> **REQUIREMENT**: Recast every line of the items below as a Markdown table with the columns Row and Line, numbering the rows and skipping blank lines. Leave the pictures out.

[Excerpts from labeled region data]
··········

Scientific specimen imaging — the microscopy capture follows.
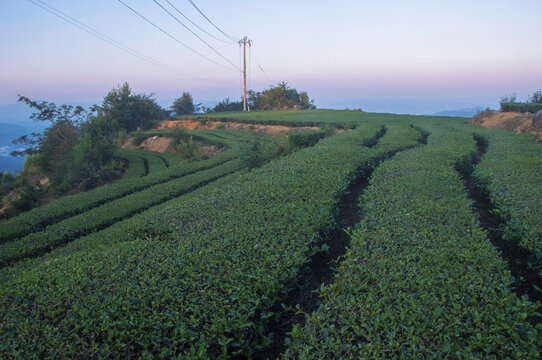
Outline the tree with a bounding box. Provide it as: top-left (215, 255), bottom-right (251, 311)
top-left (12, 96), bottom-right (117, 192)
top-left (171, 92), bottom-right (199, 115)
top-left (248, 82), bottom-right (316, 110)
top-left (531, 90), bottom-right (542, 104)
top-left (213, 98), bottom-right (243, 112)
top-left (100, 83), bottom-right (165, 131)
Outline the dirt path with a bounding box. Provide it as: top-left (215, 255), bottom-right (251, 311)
top-left (471, 111), bottom-right (542, 143)
top-left (158, 119), bottom-right (320, 137)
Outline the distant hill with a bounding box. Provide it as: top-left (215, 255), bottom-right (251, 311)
top-left (431, 108), bottom-right (480, 118)
top-left (0, 123), bottom-right (30, 173)
top-left (0, 103), bottom-right (34, 126)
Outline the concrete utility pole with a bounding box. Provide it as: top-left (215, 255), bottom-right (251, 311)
top-left (239, 36), bottom-right (252, 111)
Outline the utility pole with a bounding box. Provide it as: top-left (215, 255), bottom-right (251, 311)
top-left (239, 36), bottom-right (252, 111)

··········

> **RESPONSE BELOW**:
| Row | Line |
|---|---|
| 1 | Scientific specimen imaging — the microscopy capture follows. |
| 2 | Outline the tree with a bounding box. Provide it as: top-left (215, 255), bottom-right (251, 311) |
| 3 | top-left (12, 96), bottom-right (117, 192) |
| 4 | top-left (171, 92), bottom-right (199, 115) |
| 5 | top-left (248, 82), bottom-right (316, 110) |
| 6 | top-left (531, 90), bottom-right (542, 104) |
| 7 | top-left (213, 98), bottom-right (243, 112) |
| 8 | top-left (100, 83), bottom-right (165, 131) |
| 9 | Outline the dirt path with a bounding box. Provide it as: top-left (215, 255), bottom-right (251, 311) |
| 10 | top-left (471, 111), bottom-right (542, 143) |
| 11 | top-left (158, 119), bottom-right (320, 137) |
| 12 | Outline the distant hill with a bounding box. Provide it as: top-left (215, 255), bottom-right (251, 311) |
| 13 | top-left (431, 108), bottom-right (480, 118) |
| 14 | top-left (0, 123), bottom-right (30, 173) |
| 15 | top-left (0, 103), bottom-right (34, 126) |
| 16 | Outline the concrete utility pole with a bounding box. Provide it as: top-left (215, 255), bottom-right (251, 311) |
| 17 | top-left (239, 36), bottom-right (252, 111) |
| 18 | Outline the utility pole with a bounding box. Provide it as: top-left (215, 255), bottom-right (251, 311) |
| 19 | top-left (239, 36), bottom-right (252, 111) |